• Problem statement
Write out every entry exactly as it stands.

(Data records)
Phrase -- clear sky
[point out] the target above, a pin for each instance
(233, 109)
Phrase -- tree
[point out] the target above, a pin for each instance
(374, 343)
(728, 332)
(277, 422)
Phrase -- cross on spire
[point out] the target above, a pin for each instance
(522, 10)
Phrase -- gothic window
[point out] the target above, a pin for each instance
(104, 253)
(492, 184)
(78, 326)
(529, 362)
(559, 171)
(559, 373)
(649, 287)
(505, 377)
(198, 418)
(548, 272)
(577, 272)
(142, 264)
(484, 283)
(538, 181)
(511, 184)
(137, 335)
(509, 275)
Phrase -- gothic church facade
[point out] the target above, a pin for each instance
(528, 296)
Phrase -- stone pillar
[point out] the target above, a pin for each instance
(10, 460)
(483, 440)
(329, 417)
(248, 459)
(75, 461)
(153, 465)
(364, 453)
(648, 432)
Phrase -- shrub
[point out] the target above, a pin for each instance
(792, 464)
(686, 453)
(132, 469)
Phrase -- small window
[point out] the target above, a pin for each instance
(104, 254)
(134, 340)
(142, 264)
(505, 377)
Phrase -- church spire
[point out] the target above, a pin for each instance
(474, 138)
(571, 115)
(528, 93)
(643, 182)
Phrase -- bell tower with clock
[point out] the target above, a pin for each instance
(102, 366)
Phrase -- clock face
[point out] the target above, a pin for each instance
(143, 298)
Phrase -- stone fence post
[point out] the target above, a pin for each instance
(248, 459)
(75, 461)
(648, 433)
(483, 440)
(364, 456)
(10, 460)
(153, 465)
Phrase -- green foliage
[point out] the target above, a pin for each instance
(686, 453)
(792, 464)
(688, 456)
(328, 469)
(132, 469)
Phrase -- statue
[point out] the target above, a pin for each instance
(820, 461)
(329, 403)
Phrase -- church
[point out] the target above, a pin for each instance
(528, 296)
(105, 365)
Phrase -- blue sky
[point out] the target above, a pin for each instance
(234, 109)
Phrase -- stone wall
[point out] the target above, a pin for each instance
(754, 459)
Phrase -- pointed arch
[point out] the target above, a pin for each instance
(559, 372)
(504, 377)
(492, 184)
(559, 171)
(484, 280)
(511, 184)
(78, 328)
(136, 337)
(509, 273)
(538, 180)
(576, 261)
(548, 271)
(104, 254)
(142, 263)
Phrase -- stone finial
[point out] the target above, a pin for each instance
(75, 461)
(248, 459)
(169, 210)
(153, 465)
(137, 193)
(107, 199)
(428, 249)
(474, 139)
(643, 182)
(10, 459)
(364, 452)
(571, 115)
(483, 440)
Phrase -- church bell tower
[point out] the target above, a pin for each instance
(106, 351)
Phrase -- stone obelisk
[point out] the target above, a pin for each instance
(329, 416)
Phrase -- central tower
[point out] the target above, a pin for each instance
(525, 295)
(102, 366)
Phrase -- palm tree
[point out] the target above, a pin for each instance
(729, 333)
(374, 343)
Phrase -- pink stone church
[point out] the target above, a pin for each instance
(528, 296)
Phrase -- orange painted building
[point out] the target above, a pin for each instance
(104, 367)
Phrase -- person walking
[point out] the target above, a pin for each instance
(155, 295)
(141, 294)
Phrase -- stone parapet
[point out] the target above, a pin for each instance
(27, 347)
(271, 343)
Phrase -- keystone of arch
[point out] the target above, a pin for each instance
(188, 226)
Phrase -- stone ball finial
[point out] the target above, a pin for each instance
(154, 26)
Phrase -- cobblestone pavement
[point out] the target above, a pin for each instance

• Answer box
Phrase -- clear sky
[point out] the target above, a pin for each instance
(233, 109)
Phrase -- tree
[point out] the target above, a pin for each instance
(374, 343)
(728, 332)
(277, 422)
Phrase -- cross on spire
[point out] the target above, a pin for each instance
(522, 10)
Phrase -- gothic window
[point out] the target above, a pin for each instance
(104, 253)
(492, 184)
(78, 326)
(529, 362)
(559, 171)
(559, 373)
(649, 287)
(505, 377)
(198, 418)
(548, 272)
(577, 272)
(142, 264)
(484, 283)
(538, 181)
(511, 184)
(137, 335)
(509, 275)
Phrase -- gothic church facade
[point out] the target above, a pin for each instance
(528, 296)
Phrase -- stone pillar
[point out] the target above, a pin for each instance
(10, 460)
(483, 440)
(329, 417)
(248, 459)
(75, 461)
(153, 465)
(364, 453)
(648, 432)
Phrase -- shrub
[point out] the target above, a pin for each instance
(792, 464)
(686, 453)
(132, 469)
Phrase -- small window
[point out] the target above, a pin for each instance
(104, 254)
(134, 340)
(142, 264)
(505, 377)
Phrase -- church spire
[point out] the target above, a pin for each instance
(474, 138)
(571, 115)
(528, 93)
(643, 182)
Phrase -- bell tower with clock
[point out] the target above, a pin for each instance
(102, 366)
Phrase -- clock face
[point out] the target above, a pin for each instance
(143, 298)
Phrase -- stone fence post
[point out] the target above, a pin for each instance
(248, 459)
(75, 461)
(648, 433)
(483, 440)
(364, 456)
(10, 460)
(153, 465)
Phrase -- green foliage
[point out] the target above, a pin for each instance
(686, 453)
(792, 464)
(688, 456)
(328, 469)
(132, 469)
Phrase -- statue
[point out] the target above, a pin for each instance
(820, 461)
(329, 403)
Phrase -- church
[point out] the target above, a pin for each instance
(528, 296)
(105, 365)
Phrase -- blue sky
[point out] the target above, a pin for each instance
(234, 109)
Phrase -- stone wall
[point out] the target above, a pin for each instance
(754, 459)
Phrase -- pointed arch
[point out] the target above, a pin for each instance
(559, 372)
(504, 377)
(492, 184)
(559, 171)
(484, 280)
(511, 184)
(78, 328)
(136, 337)
(509, 273)
(538, 180)
(576, 261)
(548, 271)
(104, 254)
(142, 263)
Phrase -- stone finial
[point out] the target above, a pin for each instance
(75, 461)
(248, 459)
(169, 210)
(153, 465)
(137, 193)
(107, 199)
(428, 249)
(474, 139)
(643, 182)
(10, 459)
(364, 452)
(571, 115)
(483, 440)
Phrase -- church bell tower
[point out] the target above, a pin for each instance
(106, 351)
Phrase -- stone obelisk
[point out] the target above, a pin for each instance
(329, 416)
Phrase -- central tower
[point out] the target above, a pin for each instance
(525, 295)
(102, 366)
Phrase -- palm tree
[point out] the target above, a pin for each instance
(729, 333)
(374, 343)
Phrase -- pink stone church
[point out] the target above, a pin for each instance
(528, 296)
Phrase -- orange painted building
[point out] the target above, a pin for each instance
(104, 367)
Phrase -- person walking
[point out] the target above, a pin for each instance
(155, 295)
(141, 294)
Phrase -- stone parapet
[point out] the target above, a pin for each instance
(27, 347)
(271, 343)
Phrase -- keystone of arch
[point out] the target above, a pin for each instance
(188, 226)
Phrase -- stone ball finial
[point out] the target above, a pin for each instance
(154, 26)
Phrase -- cobblestone pavement
[point out] the target above, a pin for each instance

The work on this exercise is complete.